ACTIVITY:
Reproduce the following material exactly, including every line.

^^^^^^^^^^^^^^^^

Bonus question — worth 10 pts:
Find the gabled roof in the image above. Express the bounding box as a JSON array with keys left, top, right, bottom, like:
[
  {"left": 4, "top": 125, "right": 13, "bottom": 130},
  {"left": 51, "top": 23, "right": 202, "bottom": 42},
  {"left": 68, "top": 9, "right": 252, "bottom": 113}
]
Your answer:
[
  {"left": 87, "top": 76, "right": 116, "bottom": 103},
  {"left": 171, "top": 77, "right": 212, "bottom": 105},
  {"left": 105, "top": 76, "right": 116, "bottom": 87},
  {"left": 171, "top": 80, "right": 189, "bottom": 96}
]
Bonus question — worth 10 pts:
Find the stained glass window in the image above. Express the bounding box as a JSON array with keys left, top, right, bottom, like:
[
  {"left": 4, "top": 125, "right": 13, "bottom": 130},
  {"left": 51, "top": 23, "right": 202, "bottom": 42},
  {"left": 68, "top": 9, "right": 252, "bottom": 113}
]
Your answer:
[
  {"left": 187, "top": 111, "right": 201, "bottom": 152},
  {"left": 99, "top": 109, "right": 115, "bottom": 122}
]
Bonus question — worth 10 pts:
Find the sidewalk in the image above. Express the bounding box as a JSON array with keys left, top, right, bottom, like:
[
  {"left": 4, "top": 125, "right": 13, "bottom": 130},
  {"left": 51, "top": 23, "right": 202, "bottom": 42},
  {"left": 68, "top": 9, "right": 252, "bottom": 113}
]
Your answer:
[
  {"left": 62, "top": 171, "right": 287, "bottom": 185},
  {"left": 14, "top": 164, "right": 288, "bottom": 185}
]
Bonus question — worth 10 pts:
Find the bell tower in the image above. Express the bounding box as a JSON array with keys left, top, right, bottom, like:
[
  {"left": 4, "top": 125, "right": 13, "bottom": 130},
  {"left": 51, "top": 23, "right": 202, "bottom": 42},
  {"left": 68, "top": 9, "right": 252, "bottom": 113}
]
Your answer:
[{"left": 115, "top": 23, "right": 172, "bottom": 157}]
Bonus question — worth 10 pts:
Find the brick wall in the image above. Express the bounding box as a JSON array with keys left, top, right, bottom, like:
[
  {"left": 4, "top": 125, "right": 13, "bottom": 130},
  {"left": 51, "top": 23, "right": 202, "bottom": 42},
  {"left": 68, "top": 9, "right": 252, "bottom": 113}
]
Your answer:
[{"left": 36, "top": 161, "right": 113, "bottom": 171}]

^^^^^^^^^^^^^^^^

TASK RESULT:
Bonus question — worth 10 pts:
Find the gabled roof in the image above. Express the bounding box as a JSON array with keys left, top, right, bottom, like:
[
  {"left": 4, "top": 125, "right": 13, "bottom": 130},
  {"left": 51, "top": 23, "right": 202, "bottom": 42},
  {"left": 68, "top": 9, "right": 252, "bottom": 113}
]
Your answer:
[
  {"left": 87, "top": 76, "right": 116, "bottom": 103},
  {"left": 171, "top": 77, "right": 212, "bottom": 105},
  {"left": 105, "top": 76, "right": 116, "bottom": 87},
  {"left": 171, "top": 80, "right": 189, "bottom": 96}
]
Bonus question — worth 10 pts:
Find the stained glass window in the image above. Express the bounding box as a JSON array with keys left, top, right, bottom, like:
[
  {"left": 4, "top": 125, "right": 13, "bottom": 130},
  {"left": 51, "top": 23, "right": 202, "bottom": 42},
  {"left": 68, "top": 9, "right": 252, "bottom": 113}
]
Your answer:
[
  {"left": 187, "top": 111, "right": 201, "bottom": 152},
  {"left": 99, "top": 109, "right": 115, "bottom": 122}
]
Bonus question — worth 10 pts:
Find the sidewalk in the image above. Express the bounding box as a JSON array with keys left, top, right, bottom, like:
[
  {"left": 4, "top": 125, "right": 13, "bottom": 130},
  {"left": 51, "top": 23, "right": 202, "bottom": 42},
  {"left": 68, "top": 9, "right": 252, "bottom": 113}
]
Your answer:
[
  {"left": 62, "top": 171, "right": 287, "bottom": 185},
  {"left": 14, "top": 164, "right": 288, "bottom": 185}
]
Bonus question — worth 10 pts:
Find the bell tower in the image above. Express the bounding box as a JSON array with keys left, top, right, bottom, like:
[
  {"left": 4, "top": 125, "right": 13, "bottom": 130},
  {"left": 51, "top": 23, "right": 202, "bottom": 42},
  {"left": 68, "top": 9, "right": 252, "bottom": 113}
]
Your answer:
[{"left": 115, "top": 23, "right": 172, "bottom": 157}]
Bonus question — worth 10 pts:
Find the brick wall in the image above. Express the bounding box as a JSON array with keys left, top, right, bottom, like:
[
  {"left": 4, "top": 125, "right": 13, "bottom": 130},
  {"left": 51, "top": 23, "right": 202, "bottom": 42},
  {"left": 68, "top": 9, "right": 252, "bottom": 113}
]
Your answer:
[{"left": 36, "top": 161, "right": 113, "bottom": 171}]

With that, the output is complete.